Reproduce only the lines from the line containing "Objective — a point for each instance of the woman's arm" to the end of the entries below, including both of those lines.

(Photo-based point labeling data)
____

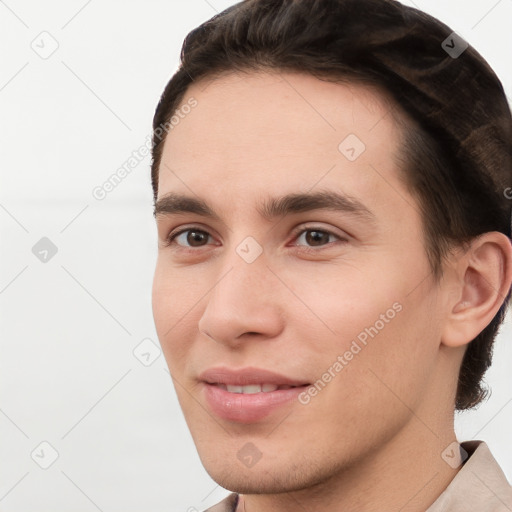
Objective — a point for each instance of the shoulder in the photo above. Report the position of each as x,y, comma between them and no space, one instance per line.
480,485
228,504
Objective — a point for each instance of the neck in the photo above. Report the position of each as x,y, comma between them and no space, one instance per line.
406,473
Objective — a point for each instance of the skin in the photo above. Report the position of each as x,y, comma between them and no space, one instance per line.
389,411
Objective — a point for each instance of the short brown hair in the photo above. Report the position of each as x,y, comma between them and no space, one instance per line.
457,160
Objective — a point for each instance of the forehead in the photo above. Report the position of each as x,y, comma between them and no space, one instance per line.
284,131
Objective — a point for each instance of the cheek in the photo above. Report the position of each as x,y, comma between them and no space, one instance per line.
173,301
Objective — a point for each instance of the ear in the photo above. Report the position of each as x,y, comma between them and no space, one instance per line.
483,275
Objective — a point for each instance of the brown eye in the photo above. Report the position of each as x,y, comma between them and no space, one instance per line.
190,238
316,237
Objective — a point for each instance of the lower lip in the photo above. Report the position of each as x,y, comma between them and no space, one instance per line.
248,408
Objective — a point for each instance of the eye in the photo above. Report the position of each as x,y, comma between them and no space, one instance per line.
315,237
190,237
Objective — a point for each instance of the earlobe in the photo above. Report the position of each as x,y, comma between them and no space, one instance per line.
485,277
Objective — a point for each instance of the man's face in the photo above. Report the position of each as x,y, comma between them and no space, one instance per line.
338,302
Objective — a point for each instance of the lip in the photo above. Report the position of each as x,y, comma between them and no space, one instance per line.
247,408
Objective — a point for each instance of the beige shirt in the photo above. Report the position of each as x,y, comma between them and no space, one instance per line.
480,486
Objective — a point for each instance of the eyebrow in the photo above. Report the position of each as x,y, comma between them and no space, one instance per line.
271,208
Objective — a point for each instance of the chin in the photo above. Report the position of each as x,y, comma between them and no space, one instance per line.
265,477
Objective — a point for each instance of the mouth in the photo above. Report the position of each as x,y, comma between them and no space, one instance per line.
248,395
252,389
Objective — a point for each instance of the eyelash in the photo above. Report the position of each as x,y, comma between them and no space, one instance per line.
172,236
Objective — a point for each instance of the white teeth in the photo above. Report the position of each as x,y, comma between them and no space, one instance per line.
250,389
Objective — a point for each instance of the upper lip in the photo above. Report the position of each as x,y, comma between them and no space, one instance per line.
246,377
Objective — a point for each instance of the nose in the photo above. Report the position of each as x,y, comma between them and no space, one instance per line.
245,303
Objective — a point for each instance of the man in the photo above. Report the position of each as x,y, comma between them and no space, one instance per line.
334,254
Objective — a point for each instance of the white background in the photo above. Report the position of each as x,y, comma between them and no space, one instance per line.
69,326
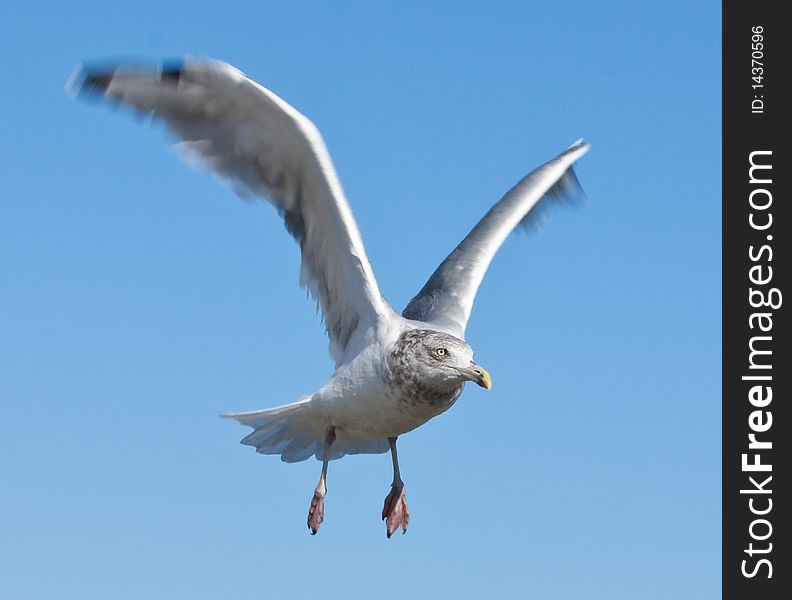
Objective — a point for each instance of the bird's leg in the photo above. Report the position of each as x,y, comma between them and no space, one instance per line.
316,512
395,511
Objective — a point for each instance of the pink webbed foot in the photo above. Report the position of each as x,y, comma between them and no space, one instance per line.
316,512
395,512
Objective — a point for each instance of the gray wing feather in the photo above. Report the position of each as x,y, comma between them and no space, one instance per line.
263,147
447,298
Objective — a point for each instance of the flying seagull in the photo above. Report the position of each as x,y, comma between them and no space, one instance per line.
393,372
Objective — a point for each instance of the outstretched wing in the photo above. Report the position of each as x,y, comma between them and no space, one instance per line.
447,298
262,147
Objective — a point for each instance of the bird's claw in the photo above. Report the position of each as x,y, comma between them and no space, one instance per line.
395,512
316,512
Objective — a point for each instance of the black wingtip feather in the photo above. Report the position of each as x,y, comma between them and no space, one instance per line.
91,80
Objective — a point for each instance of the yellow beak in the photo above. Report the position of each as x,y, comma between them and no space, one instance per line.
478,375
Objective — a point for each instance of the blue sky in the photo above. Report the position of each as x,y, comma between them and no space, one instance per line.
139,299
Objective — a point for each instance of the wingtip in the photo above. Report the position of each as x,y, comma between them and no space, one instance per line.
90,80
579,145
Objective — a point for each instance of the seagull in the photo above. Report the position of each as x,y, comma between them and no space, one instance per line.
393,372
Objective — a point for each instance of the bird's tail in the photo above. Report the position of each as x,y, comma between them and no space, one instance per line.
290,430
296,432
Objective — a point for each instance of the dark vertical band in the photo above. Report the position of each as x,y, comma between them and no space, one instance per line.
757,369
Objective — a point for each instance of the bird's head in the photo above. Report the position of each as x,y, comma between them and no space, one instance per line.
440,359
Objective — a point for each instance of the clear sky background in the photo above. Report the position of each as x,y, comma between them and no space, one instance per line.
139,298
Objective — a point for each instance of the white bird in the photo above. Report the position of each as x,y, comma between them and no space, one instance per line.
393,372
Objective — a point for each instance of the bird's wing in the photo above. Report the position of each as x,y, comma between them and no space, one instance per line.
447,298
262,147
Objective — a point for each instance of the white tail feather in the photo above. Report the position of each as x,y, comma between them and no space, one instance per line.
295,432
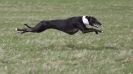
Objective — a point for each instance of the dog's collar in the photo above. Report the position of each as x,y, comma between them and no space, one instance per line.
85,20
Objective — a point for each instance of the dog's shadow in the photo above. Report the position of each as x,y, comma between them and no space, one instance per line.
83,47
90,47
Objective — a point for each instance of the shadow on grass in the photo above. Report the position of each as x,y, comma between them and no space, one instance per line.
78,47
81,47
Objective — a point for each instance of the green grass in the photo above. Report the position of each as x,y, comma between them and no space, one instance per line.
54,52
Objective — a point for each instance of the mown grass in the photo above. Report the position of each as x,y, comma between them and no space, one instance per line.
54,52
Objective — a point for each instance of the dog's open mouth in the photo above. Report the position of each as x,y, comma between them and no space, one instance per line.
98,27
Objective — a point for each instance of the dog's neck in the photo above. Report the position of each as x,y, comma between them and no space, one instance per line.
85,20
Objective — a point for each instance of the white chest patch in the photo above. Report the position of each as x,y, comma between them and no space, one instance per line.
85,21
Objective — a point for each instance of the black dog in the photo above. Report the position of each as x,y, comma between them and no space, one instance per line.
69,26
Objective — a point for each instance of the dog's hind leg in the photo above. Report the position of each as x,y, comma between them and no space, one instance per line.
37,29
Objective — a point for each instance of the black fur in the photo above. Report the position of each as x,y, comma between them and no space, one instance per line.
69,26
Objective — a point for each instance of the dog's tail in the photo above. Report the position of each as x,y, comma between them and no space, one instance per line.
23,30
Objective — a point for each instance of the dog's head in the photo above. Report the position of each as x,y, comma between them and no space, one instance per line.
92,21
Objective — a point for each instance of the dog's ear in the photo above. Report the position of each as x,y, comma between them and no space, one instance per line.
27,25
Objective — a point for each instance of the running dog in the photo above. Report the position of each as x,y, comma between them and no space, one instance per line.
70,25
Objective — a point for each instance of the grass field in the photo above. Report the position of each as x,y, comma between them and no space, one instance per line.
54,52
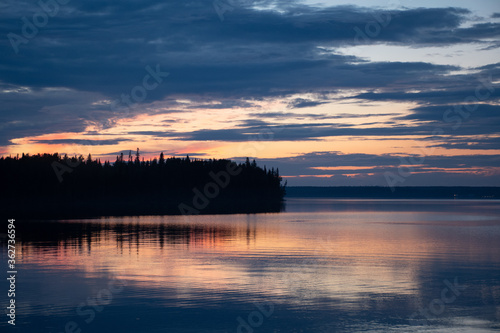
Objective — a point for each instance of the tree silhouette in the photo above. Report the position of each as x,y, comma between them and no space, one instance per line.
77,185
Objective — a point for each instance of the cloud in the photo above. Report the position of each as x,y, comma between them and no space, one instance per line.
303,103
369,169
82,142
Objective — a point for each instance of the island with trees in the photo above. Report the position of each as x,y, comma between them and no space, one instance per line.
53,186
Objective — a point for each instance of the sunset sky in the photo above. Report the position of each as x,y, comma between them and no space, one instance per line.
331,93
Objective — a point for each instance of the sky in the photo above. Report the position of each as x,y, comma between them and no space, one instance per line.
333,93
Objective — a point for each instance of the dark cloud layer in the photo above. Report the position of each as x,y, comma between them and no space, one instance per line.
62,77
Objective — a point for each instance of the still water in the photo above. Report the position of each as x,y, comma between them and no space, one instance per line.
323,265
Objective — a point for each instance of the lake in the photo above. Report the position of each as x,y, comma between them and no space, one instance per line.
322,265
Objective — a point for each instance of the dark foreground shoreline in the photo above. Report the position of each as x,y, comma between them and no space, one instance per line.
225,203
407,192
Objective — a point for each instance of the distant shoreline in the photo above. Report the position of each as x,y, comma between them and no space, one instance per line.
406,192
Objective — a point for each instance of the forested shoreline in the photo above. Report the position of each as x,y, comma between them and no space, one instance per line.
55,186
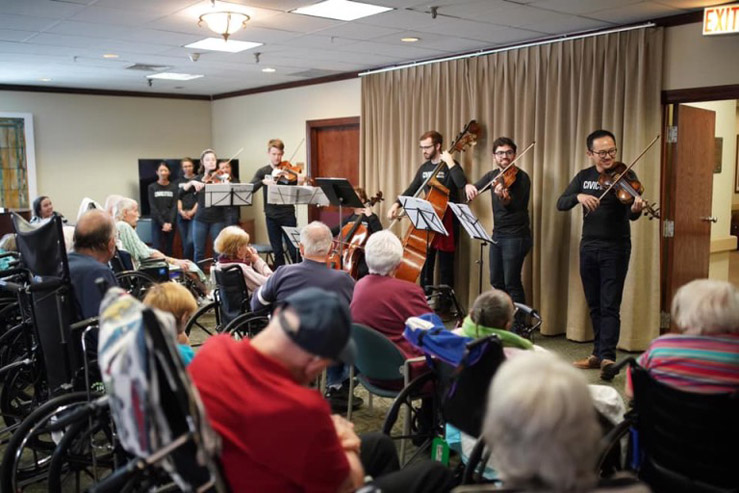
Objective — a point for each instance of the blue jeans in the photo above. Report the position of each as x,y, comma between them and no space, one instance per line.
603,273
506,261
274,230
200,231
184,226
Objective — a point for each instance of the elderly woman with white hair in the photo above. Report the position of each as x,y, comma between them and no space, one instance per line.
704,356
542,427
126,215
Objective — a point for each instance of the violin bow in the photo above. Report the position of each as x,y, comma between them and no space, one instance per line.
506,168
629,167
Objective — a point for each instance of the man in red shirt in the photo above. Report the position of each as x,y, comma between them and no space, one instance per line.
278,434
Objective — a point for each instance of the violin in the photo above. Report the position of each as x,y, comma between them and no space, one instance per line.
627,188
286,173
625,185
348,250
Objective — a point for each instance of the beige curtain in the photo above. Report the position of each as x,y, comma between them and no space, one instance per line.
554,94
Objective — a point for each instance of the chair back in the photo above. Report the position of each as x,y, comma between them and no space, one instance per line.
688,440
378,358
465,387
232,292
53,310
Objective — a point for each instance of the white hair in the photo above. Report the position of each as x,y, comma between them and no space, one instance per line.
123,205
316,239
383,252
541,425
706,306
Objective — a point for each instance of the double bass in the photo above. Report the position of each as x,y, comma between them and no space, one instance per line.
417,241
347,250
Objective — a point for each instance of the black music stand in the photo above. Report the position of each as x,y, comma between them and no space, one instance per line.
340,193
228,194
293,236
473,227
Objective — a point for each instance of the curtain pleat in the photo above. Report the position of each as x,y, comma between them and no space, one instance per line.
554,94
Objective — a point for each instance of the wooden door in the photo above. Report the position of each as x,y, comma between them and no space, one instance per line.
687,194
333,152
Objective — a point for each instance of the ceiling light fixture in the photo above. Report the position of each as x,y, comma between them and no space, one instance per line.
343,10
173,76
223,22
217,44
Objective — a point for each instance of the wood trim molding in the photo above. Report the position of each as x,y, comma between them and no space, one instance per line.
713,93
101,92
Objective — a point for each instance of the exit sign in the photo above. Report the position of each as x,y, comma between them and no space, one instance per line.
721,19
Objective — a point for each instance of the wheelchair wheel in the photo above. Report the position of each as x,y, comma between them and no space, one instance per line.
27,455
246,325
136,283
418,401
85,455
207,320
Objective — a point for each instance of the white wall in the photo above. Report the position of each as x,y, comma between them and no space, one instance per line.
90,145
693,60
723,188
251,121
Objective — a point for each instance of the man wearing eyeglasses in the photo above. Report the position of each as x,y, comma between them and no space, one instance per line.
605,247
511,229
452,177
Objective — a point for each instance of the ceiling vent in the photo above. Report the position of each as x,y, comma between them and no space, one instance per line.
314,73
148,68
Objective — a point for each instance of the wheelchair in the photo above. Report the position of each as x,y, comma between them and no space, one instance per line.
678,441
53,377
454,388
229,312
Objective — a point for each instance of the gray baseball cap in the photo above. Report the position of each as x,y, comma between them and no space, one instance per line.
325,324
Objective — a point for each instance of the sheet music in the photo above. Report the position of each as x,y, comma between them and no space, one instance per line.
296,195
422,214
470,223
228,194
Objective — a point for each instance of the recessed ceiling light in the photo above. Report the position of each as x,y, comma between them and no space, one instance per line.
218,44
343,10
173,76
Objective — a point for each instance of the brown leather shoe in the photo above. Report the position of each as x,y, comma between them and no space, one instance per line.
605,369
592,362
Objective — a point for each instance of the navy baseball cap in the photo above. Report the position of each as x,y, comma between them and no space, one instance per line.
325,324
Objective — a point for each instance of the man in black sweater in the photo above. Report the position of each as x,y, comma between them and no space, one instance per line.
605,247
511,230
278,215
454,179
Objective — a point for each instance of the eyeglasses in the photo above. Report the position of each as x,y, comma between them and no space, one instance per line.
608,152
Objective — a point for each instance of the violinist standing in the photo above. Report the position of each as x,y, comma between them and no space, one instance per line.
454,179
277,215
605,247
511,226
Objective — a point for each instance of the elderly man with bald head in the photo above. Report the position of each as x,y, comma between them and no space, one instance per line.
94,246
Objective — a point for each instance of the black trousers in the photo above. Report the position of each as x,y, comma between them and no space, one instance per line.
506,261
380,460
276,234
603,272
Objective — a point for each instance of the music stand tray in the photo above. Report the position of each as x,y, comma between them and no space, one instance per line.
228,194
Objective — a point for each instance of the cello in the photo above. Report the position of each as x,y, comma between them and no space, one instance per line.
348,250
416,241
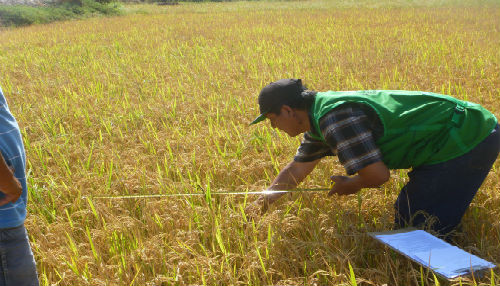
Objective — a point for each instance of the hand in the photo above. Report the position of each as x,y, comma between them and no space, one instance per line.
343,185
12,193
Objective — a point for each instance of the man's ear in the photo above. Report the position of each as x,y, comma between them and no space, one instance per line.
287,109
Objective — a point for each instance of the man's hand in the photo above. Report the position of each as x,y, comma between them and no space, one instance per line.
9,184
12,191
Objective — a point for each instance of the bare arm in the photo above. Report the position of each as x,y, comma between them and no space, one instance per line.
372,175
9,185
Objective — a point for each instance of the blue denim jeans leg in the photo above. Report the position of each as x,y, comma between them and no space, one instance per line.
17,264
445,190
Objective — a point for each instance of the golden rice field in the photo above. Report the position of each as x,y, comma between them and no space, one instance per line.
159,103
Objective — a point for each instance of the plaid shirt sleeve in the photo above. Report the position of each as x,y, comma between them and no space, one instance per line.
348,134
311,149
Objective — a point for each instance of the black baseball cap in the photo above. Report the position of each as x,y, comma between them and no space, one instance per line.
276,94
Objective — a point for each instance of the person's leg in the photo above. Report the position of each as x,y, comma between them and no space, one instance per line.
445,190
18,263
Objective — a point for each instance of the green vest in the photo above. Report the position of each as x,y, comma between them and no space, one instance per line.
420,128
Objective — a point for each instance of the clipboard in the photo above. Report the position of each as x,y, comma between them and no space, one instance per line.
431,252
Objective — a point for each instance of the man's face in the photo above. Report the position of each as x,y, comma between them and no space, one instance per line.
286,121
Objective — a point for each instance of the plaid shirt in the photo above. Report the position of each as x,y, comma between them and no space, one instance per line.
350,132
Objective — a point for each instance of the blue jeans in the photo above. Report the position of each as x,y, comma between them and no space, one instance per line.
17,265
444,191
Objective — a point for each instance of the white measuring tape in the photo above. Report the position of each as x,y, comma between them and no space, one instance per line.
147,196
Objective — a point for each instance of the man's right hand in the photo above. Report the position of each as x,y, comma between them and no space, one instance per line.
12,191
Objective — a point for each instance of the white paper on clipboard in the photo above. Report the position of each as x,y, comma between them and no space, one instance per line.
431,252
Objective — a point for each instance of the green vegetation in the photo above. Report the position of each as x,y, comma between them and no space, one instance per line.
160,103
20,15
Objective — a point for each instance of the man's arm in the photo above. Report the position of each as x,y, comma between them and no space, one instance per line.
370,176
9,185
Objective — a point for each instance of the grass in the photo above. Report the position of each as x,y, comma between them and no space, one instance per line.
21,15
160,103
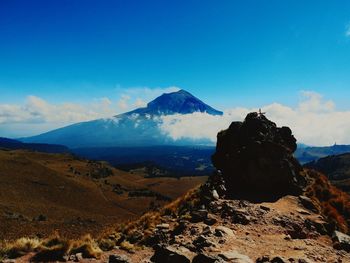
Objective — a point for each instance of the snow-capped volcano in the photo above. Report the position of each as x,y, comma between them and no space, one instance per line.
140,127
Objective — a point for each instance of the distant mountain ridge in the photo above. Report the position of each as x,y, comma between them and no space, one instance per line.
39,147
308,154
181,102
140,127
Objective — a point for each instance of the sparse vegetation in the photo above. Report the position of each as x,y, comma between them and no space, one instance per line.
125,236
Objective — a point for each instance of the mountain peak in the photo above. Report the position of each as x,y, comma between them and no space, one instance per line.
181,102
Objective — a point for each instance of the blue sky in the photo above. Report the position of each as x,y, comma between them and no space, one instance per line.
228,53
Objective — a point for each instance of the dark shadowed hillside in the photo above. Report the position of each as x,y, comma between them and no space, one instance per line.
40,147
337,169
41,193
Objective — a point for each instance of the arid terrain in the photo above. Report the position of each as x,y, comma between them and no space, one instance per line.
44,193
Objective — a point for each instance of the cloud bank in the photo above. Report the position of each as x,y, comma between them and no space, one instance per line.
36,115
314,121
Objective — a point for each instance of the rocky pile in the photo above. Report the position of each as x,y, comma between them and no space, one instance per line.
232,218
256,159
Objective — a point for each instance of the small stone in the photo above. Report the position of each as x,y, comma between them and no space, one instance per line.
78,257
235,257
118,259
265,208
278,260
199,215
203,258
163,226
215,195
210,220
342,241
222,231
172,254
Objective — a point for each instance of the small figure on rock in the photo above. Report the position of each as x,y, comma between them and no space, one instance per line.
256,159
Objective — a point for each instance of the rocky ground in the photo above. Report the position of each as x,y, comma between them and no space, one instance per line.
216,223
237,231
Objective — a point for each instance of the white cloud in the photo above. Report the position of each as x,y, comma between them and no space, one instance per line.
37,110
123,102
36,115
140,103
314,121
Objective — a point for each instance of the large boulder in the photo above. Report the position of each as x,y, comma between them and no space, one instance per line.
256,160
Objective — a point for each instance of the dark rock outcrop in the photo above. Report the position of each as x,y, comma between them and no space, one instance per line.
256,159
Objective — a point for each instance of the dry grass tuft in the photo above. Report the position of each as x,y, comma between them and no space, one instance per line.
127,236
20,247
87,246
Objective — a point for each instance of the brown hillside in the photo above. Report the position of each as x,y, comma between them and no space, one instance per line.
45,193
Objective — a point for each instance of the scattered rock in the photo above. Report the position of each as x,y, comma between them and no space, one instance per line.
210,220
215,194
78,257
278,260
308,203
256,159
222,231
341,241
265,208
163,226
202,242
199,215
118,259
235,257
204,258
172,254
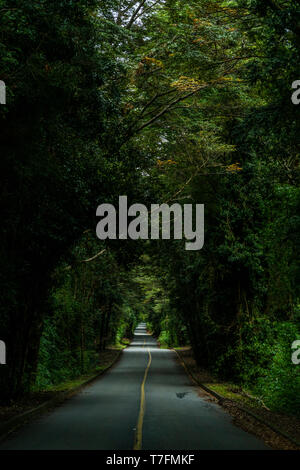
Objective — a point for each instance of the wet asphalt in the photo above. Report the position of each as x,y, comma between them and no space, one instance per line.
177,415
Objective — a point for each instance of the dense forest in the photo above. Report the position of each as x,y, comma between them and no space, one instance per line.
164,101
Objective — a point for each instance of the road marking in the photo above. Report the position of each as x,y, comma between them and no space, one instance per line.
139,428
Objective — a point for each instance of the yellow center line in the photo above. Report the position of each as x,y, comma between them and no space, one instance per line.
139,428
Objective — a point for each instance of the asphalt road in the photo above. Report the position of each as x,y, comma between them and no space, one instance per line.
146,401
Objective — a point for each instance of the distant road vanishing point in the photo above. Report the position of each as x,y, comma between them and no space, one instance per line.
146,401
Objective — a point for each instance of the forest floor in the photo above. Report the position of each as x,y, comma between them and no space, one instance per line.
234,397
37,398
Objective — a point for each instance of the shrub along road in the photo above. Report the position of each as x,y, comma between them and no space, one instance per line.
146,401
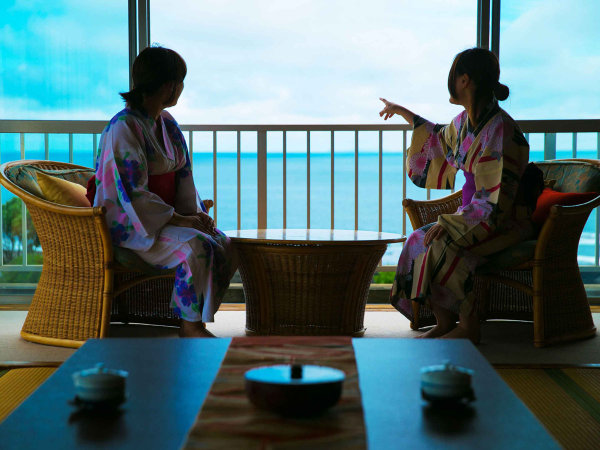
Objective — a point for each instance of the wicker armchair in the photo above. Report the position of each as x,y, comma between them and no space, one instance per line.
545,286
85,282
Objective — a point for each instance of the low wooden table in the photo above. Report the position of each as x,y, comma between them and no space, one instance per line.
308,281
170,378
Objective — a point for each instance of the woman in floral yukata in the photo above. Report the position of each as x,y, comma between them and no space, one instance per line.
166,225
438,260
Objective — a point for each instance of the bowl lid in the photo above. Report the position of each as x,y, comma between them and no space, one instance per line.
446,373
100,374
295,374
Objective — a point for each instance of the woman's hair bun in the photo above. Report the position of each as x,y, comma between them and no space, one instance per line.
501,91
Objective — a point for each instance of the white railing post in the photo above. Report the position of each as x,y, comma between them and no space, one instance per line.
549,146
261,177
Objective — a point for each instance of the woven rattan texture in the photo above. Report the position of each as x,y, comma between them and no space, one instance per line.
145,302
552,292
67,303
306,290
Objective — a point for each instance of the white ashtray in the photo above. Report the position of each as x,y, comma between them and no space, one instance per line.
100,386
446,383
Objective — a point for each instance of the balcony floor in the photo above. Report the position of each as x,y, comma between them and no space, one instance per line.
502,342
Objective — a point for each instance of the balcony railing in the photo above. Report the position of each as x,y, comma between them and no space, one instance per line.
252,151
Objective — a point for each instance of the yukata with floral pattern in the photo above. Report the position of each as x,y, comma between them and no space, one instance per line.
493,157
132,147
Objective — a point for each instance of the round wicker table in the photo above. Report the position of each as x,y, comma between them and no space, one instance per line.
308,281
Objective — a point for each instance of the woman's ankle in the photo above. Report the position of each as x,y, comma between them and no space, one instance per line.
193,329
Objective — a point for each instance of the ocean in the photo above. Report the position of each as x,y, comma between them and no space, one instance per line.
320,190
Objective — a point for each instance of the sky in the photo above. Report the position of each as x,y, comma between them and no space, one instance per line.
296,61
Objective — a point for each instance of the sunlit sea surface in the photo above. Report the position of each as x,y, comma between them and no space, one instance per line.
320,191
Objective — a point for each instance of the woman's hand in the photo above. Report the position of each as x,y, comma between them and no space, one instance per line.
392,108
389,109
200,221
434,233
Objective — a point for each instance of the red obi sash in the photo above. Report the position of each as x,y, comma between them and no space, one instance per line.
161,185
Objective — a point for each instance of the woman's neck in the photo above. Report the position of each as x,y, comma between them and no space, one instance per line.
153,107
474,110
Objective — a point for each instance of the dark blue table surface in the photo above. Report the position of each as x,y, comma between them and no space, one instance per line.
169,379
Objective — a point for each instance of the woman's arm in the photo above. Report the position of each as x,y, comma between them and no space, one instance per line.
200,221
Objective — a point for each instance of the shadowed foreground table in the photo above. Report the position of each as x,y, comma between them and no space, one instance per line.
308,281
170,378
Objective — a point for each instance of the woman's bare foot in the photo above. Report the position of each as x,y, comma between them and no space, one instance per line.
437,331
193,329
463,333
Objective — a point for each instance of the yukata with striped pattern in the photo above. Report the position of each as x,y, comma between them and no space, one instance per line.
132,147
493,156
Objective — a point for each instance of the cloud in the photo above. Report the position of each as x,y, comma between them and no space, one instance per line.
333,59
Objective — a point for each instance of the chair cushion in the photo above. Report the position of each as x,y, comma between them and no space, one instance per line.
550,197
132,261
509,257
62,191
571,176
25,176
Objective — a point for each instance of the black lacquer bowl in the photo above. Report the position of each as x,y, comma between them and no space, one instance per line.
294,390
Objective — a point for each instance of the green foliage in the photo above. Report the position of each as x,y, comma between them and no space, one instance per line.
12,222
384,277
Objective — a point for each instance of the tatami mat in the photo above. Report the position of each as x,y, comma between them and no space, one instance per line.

____

## Solution for this task
Objective — a point for each instance of the woman's arm in the photo above. Report the position of each as x,y, comma between them and no space, one instance per line.
200,221
Objective — a point for each instance of the shadowed foreground table in the photo above. Report the position of each as x,y, comma between them and no space, one instance per line.
308,281
170,378
Objective — a point for each instance of the woman's bare foot in the photo above. Report the position of each as x,y, comma between them and no space, one instance per line.
437,331
193,329
463,333
Objective — a point for each instance of the yukata with striped pattern in the photo above. Report the position of each as x,y, comma between them and no space, one instance per line.
132,147
493,156
Objective — a point for each instance of the cloud in the photo above. Report the position of each as x,y, comma between them and no space, one instance per line.
333,59
Objective — a point for each instance of the chair cushion in the photo above. Report the position of each as x,y, comma between them and no space, one instance per line.
550,197
132,261
509,257
62,191
571,176
25,176
Objective — a point for each instance of the black lacquer bowl in the photo above. Report the position of each as x,y, comma between them and no space, one instance per line.
294,390
Objective — a point for each instance of the green foliage in the photo above. Report the position of each as x,y, comma between them and no space, one instance per line.
12,222
384,277
Objective — a point for each instance of the tatami mat in the photo above. Report the position of each as x,y, comma between them and no space, one instance per line.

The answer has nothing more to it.